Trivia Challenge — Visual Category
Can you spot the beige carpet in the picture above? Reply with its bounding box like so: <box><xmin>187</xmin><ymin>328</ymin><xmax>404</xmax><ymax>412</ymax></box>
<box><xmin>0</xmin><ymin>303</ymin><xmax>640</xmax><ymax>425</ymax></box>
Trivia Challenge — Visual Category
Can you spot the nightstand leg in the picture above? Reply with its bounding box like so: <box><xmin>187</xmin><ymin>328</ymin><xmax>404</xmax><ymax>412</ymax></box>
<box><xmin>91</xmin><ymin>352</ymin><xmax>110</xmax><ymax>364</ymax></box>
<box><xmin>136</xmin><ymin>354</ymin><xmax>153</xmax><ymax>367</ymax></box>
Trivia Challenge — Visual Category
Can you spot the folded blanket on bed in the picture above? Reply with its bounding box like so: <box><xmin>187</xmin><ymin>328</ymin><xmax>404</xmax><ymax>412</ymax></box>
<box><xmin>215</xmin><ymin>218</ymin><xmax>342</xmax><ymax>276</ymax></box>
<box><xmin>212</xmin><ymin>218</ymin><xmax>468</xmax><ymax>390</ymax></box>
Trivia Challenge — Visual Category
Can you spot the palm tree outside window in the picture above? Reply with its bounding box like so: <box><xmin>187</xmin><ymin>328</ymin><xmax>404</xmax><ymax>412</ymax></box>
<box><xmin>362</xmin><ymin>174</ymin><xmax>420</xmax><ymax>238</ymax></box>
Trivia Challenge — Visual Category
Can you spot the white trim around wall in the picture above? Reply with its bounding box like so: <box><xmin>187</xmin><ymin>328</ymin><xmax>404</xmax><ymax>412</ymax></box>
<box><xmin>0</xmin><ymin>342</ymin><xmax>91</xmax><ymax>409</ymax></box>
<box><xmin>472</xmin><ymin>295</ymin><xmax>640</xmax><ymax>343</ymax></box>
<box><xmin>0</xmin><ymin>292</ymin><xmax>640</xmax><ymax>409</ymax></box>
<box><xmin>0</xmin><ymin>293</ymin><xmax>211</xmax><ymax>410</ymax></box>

──────

§ Goal
Please pull out every line in the entries above that contains the word "Reply", copying each line in full.

§ Result
Can you spot the beige carpet in the picture above? Reply with its bounding box like so: <box><xmin>187</xmin><ymin>328</ymin><xmax>404</xmax><ymax>412</ymax></box>
Can you spot the nightstand leg in the picture above? Reply with its bounding box like so: <box><xmin>187</xmin><ymin>328</ymin><xmax>404</xmax><ymax>412</ymax></box>
Can you spot the folded blanket on bed in the picture above? Reply with its bounding box like so: <box><xmin>187</xmin><ymin>328</ymin><xmax>404</xmax><ymax>412</ymax></box>
Can you spot the palm tree outside window in the picture above? Reply with its bounding box like so: <box><xmin>187</xmin><ymin>328</ymin><xmax>404</xmax><ymax>412</ymax></box>
Can you spot the white trim around wall in the picture above? Reply with its bounding box like so: <box><xmin>187</xmin><ymin>328</ymin><xmax>404</xmax><ymax>412</ymax></box>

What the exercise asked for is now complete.